**Written problem 1:** Decide whether each statement below agrees with the passage on Alexander Hleb. Answer yes or no for each and quote the deciding words of the passage. (a) Hleb won the treble in his first season at Barcelona. (b) Hleb's father drove petrol tankers. (c) Ronaldinho and Deco were discarded only after Hleb's arrival.

**Quoted passage:**
Charlie Dear –
Alexander Hleb won the treble in his first season at Barcelona, but his move away from Arsenal wasn’t the platform he had hoped for.
In the ensuing years, the Belarussian has spoken out about his regret of leaving North London. Still only 26 at the time Hleb was a central figure in manager Arsène Wenger’s team and alongside Samir Nasri and Cesc Fàbregas were forming a dynamic attacking trio.
His most profound confession, however, came after his strained relationship with Pep Guardiola.It was the 2008-09 season, which was Guardiola’s inaugral season in charge of the first team at Barcelona and he had already discarded fan favourites such as Ronaldinho and Deco when Hleb arrived. Immediately both parties had to wrestle their egos to work with each other.
Hleb’s Dream Move to Barcelona
The son of a mother who was a builder and father who drove petrol tankers arrived at Camp Nou, to play for his self-proclaimed ‘dream club’. Thus continued his steady rise from Stuttgart youth to Arsenal mainstay and now ‘soon to be treble winner’.

**Written problem 2:** Retype the lines of the listing verbatim, starting at the line that contains "like [(994, 293)]." and ending at the line that contains "[(251, 539)]".

**Listing:**
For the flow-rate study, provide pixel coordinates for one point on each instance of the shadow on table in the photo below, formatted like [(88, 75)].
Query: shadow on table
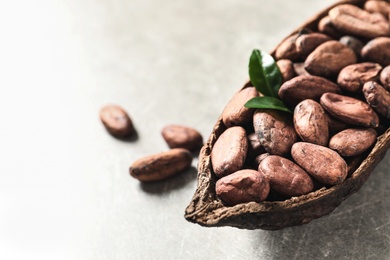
[(175, 182), (358, 229)]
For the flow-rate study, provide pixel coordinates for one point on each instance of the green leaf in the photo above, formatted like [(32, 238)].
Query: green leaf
[(267, 102), (264, 73)]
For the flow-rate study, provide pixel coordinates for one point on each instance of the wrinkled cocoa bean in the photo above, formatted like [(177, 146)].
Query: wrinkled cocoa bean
[(274, 130), (322, 163), (242, 186), (178, 136), (353, 77), (385, 78), (285, 177), (306, 87), (229, 151), (378, 98), (353, 141), (376, 6), (235, 113), (354, 43), (116, 121), (349, 110), (287, 69), (329, 58), (311, 123), (162, 165), (326, 26), (377, 50), (306, 43), (352, 20)]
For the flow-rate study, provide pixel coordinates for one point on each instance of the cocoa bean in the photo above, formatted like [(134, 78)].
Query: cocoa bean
[(353, 141), (235, 113), (311, 123), (162, 165), (229, 151), (274, 130), (286, 177), (353, 20), (179, 136), (378, 98), (322, 163), (242, 186), (353, 77), (377, 50), (116, 121), (306, 87), (329, 59), (349, 110)]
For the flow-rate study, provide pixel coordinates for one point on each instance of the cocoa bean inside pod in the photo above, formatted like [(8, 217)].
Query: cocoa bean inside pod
[(229, 152), (353, 77), (328, 59), (275, 130), (353, 20), (349, 110)]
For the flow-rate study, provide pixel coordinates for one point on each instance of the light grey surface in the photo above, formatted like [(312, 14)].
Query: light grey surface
[(65, 191)]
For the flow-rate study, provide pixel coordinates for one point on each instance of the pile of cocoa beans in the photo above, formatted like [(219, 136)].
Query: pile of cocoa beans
[(336, 80)]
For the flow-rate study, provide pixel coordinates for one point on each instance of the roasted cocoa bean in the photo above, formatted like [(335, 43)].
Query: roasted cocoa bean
[(349, 110), (242, 186), (162, 165), (322, 163), (229, 151), (116, 121), (385, 78), (306, 87), (353, 141), (352, 20), (352, 42), (285, 177), (378, 98), (329, 59), (311, 123), (274, 130), (287, 69), (179, 136), (377, 50), (235, 113), (353, 77)]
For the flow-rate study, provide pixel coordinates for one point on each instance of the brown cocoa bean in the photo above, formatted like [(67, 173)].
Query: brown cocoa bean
[(385, 78), (235, 113), (274, 130), (353, 20), (322, 163), (285, 177), (229, 151), (306, 87), (116, 121), (286, 68), (377, 50), (353, 141), (378, 98), (162, 165), (376, 6), (352, 42), (242, 186), (306, 43), (349, 110), (326, 26), (353, 77), (179, 136), (329, 59), (311, 123)]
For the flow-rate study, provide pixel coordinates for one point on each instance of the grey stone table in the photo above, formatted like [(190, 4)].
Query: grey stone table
[(65, 191)]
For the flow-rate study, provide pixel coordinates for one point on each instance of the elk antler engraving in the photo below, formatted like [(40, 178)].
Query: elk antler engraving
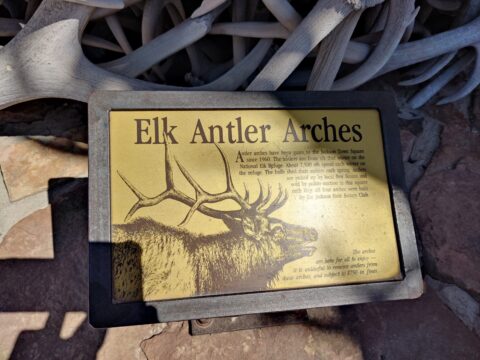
[(259, 206)]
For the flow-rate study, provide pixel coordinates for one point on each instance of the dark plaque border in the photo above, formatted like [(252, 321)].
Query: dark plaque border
[(104, 313)]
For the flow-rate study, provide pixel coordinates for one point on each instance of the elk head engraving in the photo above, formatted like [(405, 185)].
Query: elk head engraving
[(253, 250)]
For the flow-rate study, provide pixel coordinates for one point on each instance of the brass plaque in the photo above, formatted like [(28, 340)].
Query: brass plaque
[(214, 202)]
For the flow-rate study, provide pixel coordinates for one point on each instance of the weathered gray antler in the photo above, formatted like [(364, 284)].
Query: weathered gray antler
[(401, 13), (321, 20), (33, 68)]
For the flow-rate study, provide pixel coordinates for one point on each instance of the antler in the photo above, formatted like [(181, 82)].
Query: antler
[(171, 192), (203, 197)]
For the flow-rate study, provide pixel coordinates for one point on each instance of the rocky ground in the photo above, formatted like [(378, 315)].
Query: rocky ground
[(44, 262)]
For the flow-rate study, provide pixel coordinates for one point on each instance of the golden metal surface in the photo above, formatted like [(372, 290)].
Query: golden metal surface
[(328, 219)]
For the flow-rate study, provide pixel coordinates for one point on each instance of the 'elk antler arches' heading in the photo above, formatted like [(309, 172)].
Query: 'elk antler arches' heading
[(260, 206)]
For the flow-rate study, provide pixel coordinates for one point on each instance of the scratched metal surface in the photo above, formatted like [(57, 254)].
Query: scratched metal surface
[(103, 313)]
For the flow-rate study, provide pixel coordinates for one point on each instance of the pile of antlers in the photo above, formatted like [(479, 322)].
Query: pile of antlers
[(312, 45)]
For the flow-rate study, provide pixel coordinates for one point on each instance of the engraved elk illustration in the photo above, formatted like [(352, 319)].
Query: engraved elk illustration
[(174, 261)]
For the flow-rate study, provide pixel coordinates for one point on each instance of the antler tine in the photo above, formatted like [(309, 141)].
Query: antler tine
[(260, 196), (279, 201), (267, 198), (247, 193), (202, 196), (470, 85), (144, 201), (230, 186)]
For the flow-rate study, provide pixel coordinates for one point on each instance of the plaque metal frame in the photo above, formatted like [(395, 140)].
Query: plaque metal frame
[(104, 313)]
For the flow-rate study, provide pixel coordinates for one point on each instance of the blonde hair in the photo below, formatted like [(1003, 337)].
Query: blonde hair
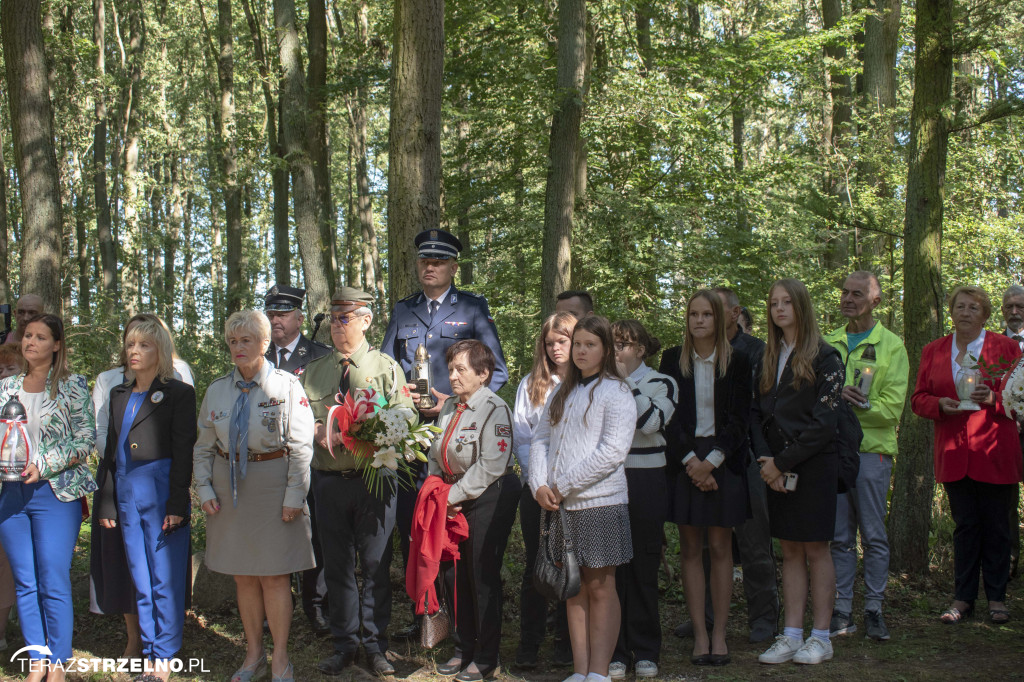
[(144, 316), (544, 368), (977, 293), (723, 349), (600, 328), (253, 322), (58, 360), (152, 331), (808, 337)]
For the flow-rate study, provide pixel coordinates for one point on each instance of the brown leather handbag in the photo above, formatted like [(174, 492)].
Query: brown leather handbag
[(436, 627)]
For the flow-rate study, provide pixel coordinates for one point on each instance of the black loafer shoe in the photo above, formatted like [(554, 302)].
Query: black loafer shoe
[(337, 664), (525, 656), (380, 665), (451, 668), (410, 633)]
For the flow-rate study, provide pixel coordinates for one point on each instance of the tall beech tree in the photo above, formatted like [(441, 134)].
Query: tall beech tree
[(559, 199), (924, 298), (414, 135), (294, 142), (31, 118)]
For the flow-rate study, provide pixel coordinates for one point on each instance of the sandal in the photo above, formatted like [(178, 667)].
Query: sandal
[(952, 615), (252, 672), (998, 615)]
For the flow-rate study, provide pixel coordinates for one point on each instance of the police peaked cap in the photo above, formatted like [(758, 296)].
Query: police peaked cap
[(282, 298), (437, 244)]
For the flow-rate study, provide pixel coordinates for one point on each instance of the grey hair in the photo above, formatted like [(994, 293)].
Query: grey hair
[(1013, 290), (872, 281), (360, 311), (253, 322)]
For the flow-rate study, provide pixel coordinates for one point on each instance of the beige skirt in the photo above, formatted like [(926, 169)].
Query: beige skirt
[(251, 539)]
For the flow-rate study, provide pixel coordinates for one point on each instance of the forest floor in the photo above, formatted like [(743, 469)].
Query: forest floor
[(921, 648)]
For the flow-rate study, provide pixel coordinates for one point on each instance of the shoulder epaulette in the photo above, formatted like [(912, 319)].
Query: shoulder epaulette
[(411, 297)]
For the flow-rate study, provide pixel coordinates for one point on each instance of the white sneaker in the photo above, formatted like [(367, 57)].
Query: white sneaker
[(813, 651), (646, 669), (783, 649)]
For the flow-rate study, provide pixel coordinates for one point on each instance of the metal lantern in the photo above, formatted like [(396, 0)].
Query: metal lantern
[(14, 446), (423, 378), (864, 375), (967, 381)]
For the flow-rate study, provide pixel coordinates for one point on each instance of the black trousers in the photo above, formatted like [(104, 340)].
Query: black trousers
[(355, 531), (981, 540), (636, 582), (532, 606), (314, 590), (478, 611)]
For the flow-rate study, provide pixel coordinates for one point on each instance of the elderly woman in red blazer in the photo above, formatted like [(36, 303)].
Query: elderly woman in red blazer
[(977, 453)]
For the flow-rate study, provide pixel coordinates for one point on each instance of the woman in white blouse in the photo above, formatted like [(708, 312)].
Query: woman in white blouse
[(708, 435), (551, 361), (578, 468)]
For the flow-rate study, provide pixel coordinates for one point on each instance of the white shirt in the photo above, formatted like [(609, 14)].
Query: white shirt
[(525, 415), (704, 386), (33, 408), (973, 349), (289, 349)]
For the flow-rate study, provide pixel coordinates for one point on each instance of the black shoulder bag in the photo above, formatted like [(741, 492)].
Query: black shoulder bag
[(556, 572)]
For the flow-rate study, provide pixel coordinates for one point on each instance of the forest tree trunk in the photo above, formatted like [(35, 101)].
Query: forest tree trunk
[(924, 301), (415, 135), (294, 121), (559, 199), (35, 158)]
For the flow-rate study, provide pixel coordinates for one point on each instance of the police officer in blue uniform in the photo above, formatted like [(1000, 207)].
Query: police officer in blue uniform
[(436, 316), (292, 351)]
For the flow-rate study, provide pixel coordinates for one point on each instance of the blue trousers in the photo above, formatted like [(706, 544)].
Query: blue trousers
[(39, 533), (158, 562)]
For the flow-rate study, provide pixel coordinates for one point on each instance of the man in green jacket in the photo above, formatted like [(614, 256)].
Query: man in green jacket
[(354, 523), (877, 372)]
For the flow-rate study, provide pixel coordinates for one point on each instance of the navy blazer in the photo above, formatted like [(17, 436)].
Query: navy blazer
[(164, 427), (732, 411), (461, 315)]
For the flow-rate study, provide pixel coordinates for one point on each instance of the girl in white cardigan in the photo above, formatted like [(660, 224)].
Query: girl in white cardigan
[(577, 464)]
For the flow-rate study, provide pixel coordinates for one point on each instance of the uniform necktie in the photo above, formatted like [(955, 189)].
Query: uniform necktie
[(343, 384), (238, 436)]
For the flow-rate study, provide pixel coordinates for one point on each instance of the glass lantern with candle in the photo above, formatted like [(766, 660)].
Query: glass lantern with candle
[(968, 380), (863, 375), (14, 445)]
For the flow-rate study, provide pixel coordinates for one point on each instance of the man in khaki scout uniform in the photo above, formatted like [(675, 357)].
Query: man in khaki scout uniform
[(354, 523)]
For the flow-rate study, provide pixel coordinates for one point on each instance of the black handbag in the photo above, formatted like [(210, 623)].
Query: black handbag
[(556, 571)]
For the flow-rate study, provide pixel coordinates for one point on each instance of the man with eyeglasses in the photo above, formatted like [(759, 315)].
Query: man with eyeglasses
[(1013, 314), (290, 350), (436, 316), (355, 524)]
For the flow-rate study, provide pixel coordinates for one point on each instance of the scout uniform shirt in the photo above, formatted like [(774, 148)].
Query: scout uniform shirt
[(476, 437), (279, 417), (368, 369)]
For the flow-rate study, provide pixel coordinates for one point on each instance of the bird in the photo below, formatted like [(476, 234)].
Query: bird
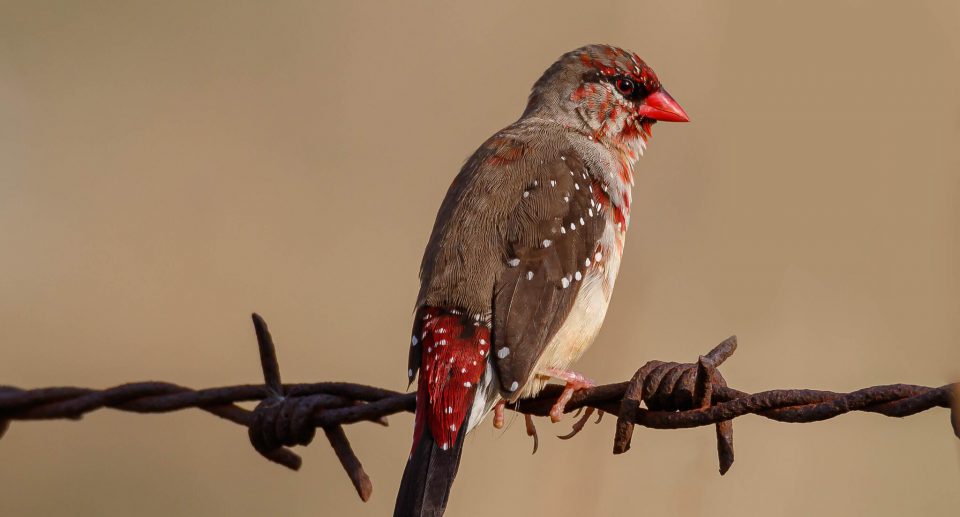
[(518, 271)]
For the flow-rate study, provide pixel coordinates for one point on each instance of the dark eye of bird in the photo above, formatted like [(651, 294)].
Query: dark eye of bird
[(625, 86)]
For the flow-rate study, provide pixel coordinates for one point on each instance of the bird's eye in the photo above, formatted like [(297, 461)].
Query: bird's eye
[(625, 86)]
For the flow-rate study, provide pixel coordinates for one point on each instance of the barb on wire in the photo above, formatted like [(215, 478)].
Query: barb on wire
[(676, 395)]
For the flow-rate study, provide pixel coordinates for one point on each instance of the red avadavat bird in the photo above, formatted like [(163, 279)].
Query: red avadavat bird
[(518, 272)]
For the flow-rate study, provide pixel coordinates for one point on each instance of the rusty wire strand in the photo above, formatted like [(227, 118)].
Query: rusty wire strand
[(676, 395)]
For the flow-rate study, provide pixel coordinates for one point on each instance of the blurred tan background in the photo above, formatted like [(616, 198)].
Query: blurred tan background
[(168, 167)]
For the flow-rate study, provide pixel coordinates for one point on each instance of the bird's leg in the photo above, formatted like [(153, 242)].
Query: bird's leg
[(574, 381), (532, 431), (498, 414)]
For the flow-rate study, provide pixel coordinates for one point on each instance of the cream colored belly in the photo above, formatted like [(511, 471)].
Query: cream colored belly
[(585, 318)]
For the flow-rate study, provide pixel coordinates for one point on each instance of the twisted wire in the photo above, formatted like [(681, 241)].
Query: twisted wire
[(675, 396)]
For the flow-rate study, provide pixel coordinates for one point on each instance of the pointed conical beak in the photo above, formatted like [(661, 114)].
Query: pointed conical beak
[(661, 106)]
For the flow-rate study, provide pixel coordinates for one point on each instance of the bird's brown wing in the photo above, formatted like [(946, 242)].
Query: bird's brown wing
[(550, 238)]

**Reply 1:**
(a) Yes: "Alexander Hleb won the treble in his first season at Barcelona"
(b) Yes: "father who drove petrol tankers"
(c) No: "he had already discarded fan favourites such as Ronaldinho and Deco when Hleb arrived"

**Reply 2:**
For the flow-rate study, provide pixel coordinates for one point on each instance of the grey hair in the photo above, formatted like [(994, 293)].
Query: grey hair
[(1013, 290), (872, 281), (360, 311), (253, 322)]
For the flow-rate study, provide pixel coordinates for one point on each instance of the beige skirt in the photo above, formatted like [(926, 169)].
Query: beige skirt
[(251, 539)]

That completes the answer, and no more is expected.